■ **Task brief**
Copy out the entries exactly, from the first line to the last.

■ **Point localization data**
-------------------------

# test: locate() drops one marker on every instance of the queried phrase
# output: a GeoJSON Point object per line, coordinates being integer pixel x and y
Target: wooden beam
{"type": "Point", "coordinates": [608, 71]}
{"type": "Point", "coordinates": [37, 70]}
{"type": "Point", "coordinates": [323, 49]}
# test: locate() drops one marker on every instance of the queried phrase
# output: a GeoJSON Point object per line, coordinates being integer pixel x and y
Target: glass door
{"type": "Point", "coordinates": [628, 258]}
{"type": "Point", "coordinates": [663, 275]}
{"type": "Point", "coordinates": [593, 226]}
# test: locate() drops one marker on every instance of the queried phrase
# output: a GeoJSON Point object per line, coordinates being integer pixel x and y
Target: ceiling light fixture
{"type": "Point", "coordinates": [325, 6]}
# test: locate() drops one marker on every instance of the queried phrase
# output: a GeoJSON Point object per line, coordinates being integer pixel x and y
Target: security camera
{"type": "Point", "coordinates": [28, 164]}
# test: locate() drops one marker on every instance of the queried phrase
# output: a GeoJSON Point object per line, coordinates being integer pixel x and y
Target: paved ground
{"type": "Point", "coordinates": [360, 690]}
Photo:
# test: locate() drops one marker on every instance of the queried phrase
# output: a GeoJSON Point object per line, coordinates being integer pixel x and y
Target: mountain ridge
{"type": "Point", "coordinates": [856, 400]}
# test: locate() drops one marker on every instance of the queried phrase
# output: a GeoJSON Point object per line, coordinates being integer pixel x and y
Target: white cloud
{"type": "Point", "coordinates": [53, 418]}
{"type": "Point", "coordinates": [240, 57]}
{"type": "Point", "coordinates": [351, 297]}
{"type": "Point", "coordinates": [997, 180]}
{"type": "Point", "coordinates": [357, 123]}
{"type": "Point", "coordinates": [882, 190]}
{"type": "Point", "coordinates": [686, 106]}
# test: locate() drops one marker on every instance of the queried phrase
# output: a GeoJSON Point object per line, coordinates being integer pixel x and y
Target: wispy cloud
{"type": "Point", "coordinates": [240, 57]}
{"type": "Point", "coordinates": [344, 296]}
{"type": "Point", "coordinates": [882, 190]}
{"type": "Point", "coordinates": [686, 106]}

-------------------------

■ **Result for this task**
# test: locate() drops one marker on every instance of the queried phrase
# output: a GeoJSON Point object per line, coordinates being integer pixel x and y
Target: wooden beam
{"type": "Point", "coordinates": [608, 71]}
{"type": "Point", "coordinates": [37, 70]}
{"type": "Point", "coordinates": [323, 49]}
# test: locate() drops one marker on every instance of the queried phrase
# output: a GeoJSON Point object per line, coordinates being integer pixel x and y
Target: glass door
{"type": "Point", "coordinates": [628, 258]}
{"type": "Point", "coordinates": [663, 275]}
{"type": "Point", "coordinates": [593, 226]}
# test: locate() drops one marker on every instance of the queried phrase
# output: a GeoJSON Point object per line, coordinates being integer pixel x and y
Target: ceiling light fixture
{"type": "Point", "coordinates": [325, 6]}
# test: locate() drops one marker on every instance of the queried phrase
# output: a GeoJSON Point object per line, coordinates being integer pixel x and y
Target: security camera
{"type": "Point", "coordinates": [28, 164]}
# test: locate() drops one marker on every instance of the queried phrase
# output: a GeoJSON Point object per line, coordinates being integer pixel x and y
Target: paved ground
{"type": "Point", "coordinates": [360, 690]}
Photo:
# test: locate() drops one marker on every instance of the queried phrase
# output: a GeoJSON Point object per line, coordinates being integer pixel x and y
Target: mountain ridge
{"type": "Point", "coordinates": [856, 400]}
# test: locate() drops one marker on every instance of the queried phrase
# output: a GeoJSON Point object per line, coordinates being integer pixel x and y
Target: white cloud
{"type": "Point", "coordinates": [53, 418]}
{"type": "Point", "coordinates": [240, 57]}
{"type": "Point", "coordinates": [351, 297]}
{"type": "Point", "coordinates": [997, 180]}
{"type": "Point", "coordinates": [357, 123]}
{"type": "Point", "coordinates": [882, 190]}
{"type": "Point", "coordinates": [686, 106]}
# test: locate() drops one marker on every instance of the queried phrase
# output: a GeoJSON Point object per line, coordinates being integer pixel x and y
Target: wispy cloud
{"type": "Point", "coordinates": [240, 57]}
{"type": "Point", "coordinates": [344, 296]}
{"type": "Point", "coordinates": [882, 190]}
{"type": "Point", "coordinates": [686, 106]}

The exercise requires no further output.